• BRIEF:
Across all the entries, how many lines hold "trimmed"? Answer with that number and nothing else.

Referring expression data:

----------------------------------------

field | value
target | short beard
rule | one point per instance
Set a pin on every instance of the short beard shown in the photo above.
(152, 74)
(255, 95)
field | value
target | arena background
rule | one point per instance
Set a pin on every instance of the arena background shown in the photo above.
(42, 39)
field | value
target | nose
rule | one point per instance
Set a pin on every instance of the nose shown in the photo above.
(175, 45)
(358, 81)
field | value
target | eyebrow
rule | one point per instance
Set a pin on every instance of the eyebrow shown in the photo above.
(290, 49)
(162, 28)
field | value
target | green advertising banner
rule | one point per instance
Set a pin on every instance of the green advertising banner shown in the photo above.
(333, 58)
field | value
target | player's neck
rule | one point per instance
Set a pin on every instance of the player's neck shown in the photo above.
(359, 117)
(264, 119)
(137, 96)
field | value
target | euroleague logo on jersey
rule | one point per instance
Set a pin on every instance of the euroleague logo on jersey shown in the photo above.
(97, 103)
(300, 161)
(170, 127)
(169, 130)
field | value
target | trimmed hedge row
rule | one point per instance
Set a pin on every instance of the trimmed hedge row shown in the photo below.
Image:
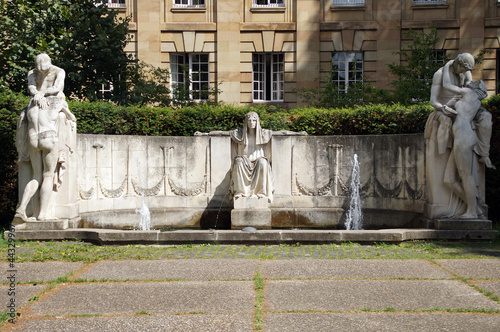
(107, 118)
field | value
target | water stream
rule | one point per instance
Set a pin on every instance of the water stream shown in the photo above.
(354, 218)
(145, 215)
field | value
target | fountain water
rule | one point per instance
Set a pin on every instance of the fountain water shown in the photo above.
(354, 218)
(145, 221)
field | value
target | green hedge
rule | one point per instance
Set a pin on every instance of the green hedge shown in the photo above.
(107, 118)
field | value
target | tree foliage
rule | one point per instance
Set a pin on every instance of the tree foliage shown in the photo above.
(86, 40)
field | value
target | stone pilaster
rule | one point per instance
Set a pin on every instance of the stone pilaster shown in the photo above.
(308, 44)
(228, 49)
(148, 32)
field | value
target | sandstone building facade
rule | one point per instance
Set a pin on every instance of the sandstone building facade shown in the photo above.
(266, 50)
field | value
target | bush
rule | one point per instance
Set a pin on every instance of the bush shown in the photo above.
(10, 106)
(493, 176)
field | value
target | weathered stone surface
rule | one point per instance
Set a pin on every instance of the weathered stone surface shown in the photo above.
(153, 297)
(373, 294)
(258, 218)
(298, 322)
(186, 269)
(458, 137)
(108, 236)
(463, 224)
(351, 269)
(41, 271)
(46, 142)
(186, 180)
(477, 268)
(192, 322)
(22, 294)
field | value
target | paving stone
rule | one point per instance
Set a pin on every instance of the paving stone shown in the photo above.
(41, 271)
(342, 295)
(22, 294)
(327, 322)
(359, 268)
(473, 268)
(152, 297)
(489, 285)
(201, 323)
(188, 269)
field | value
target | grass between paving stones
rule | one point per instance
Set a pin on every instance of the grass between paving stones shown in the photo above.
(469, 282)
(259, 301)
(73, 251)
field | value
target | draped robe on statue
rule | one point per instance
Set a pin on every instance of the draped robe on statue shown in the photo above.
(251, 170)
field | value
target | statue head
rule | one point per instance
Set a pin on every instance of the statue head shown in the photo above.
(480, 88)
(42, 62)
(252, 120)
(466, 61)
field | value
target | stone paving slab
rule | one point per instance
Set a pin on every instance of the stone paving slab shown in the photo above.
(152, 297)
(338, 269)
(41, 271)
(22, 294)
(186, 269)
(473, 268)
(199, 323)
(342, 295)
(490, 285)
(327, 322)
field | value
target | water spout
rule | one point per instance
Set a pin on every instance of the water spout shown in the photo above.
(145, 221)
(145, 215)
(354, 218)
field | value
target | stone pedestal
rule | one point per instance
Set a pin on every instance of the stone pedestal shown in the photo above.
(54, 224)
(251, 212)
(462, 224)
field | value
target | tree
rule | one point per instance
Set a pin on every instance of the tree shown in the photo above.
(86, 40)
(420, 62)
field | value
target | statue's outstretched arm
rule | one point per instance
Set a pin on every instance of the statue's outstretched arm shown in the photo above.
(58, 85)
(288, 133)
(213, 133)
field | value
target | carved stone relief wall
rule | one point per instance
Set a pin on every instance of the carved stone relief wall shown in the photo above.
(182, 178)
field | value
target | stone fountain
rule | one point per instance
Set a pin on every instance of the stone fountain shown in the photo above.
(247, 177)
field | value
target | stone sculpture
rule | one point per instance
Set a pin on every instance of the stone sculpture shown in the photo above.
(251, 152)
(457, 135)
(45, 138)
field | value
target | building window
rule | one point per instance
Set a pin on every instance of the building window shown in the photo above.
(268, 77)
(190, 76)
(189, 3)
(347, 68)
(105, 92)
(348, 3)
(268, 3)
(429, 2)
(498, 71)
(111, 3)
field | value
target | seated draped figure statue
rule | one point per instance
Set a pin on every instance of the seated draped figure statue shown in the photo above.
(251, 151)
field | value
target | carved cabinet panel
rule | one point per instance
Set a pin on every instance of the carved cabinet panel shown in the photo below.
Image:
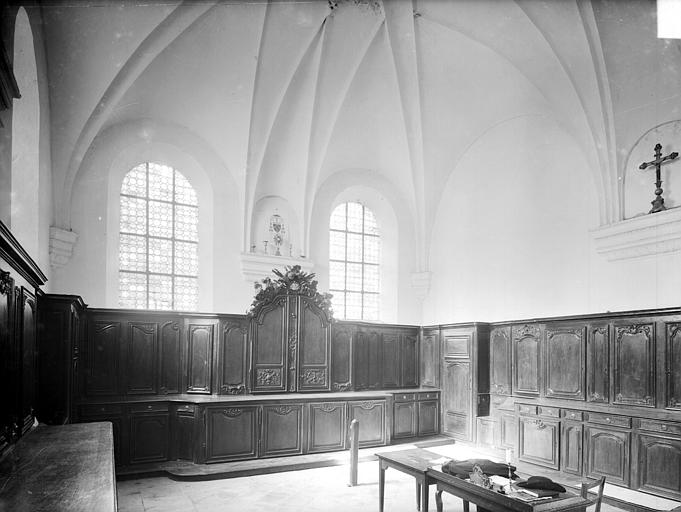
(607, 454)
(527, 356)
(634, 364)
(598, 363)
(500, 361)
(231, 433)
(564, 369)
(673, 366)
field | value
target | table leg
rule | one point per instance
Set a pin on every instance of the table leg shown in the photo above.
(381, 485)
(438, 500)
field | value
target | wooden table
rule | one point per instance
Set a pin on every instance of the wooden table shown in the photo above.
(60, 468)
(414, 462)
(492, 501)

----------------------------------------

• RESPONSE FOR THIS EXERCISE:
2